◆ Stated exercise ◆
Determine how many lines in the records below contain the word "fence", and reply with that number alone.

◆ Supplied data ◆
— BEGIN —

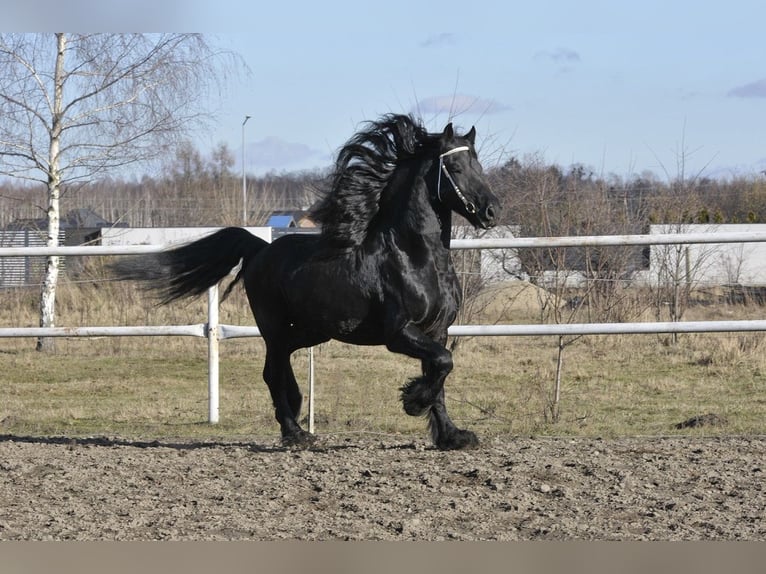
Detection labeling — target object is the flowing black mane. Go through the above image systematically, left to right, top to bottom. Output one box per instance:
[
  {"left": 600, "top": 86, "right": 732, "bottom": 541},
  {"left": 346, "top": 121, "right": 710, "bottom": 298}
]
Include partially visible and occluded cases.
[
  {"left": 312, "top": 114, "right": 438, "bottom": 247},
  {"left": 116, "top": 115, "right": 500, "bottom": 449}
]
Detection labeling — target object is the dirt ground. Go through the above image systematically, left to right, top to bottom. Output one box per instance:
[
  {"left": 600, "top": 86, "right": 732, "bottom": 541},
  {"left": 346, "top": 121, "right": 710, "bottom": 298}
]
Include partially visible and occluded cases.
[{"left": 0, "top": 434, "right": 766, "bottom": 540}]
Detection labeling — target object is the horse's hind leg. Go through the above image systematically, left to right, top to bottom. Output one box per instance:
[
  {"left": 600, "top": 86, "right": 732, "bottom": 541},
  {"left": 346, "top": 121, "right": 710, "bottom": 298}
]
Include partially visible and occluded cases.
[
  {"left": 386, "top": 325, "right": 479, "bottom": 450},
  {"left": 263, "top": 346, "right": 315, "bottom": 446}
]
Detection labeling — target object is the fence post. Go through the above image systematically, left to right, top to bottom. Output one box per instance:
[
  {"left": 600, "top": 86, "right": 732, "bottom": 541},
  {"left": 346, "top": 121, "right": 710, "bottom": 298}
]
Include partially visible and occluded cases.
[
  {"left": 205, "top": 285, "right": 220, "bottom": 424},
  {"left": 309, "top": 347, "right": 314, "bottom": 434}
]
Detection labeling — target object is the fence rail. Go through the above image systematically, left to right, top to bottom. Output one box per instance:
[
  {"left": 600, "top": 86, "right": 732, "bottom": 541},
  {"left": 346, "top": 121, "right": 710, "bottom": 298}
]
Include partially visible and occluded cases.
[{"left": 0, "top": 232, "right": 766, "bottom": 432}]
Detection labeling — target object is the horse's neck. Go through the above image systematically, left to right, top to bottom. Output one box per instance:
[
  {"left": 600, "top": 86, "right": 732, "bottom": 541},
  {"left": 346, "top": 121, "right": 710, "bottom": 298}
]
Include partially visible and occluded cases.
[{"left": 394, "top": 174, "right": 452, "bottom": 249}]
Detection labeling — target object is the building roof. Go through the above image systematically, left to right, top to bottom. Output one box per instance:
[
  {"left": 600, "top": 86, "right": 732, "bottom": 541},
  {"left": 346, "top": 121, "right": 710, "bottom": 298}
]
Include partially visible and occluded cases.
[{"left": 266, "top": 215, "right": 298, "bottom": 227}]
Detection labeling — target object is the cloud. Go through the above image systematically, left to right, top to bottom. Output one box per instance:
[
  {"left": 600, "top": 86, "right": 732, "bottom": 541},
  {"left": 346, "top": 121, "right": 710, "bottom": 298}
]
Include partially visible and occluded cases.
[
  {"left": 420, "top": 32, "right": 458, "bottom": 48},
  {"left": 534, "top": 48, "right": 582, "bottom": 72},
  {"left": 727, "top": 78, "right": 766, "bottom": 98},
  {"left": 411, "top": 94, "right": 510, "bottom": 116},
  {"left": 245, "top": 136, "right": 330, "bottom": 170}
]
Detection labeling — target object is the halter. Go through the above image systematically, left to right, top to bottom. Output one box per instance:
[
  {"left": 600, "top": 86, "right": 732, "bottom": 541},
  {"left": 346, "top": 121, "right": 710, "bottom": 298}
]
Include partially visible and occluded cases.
[{"left": 436, "top": 145, "right": 476, "bottom": 213}]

— END —

◆ Correct output ◆
2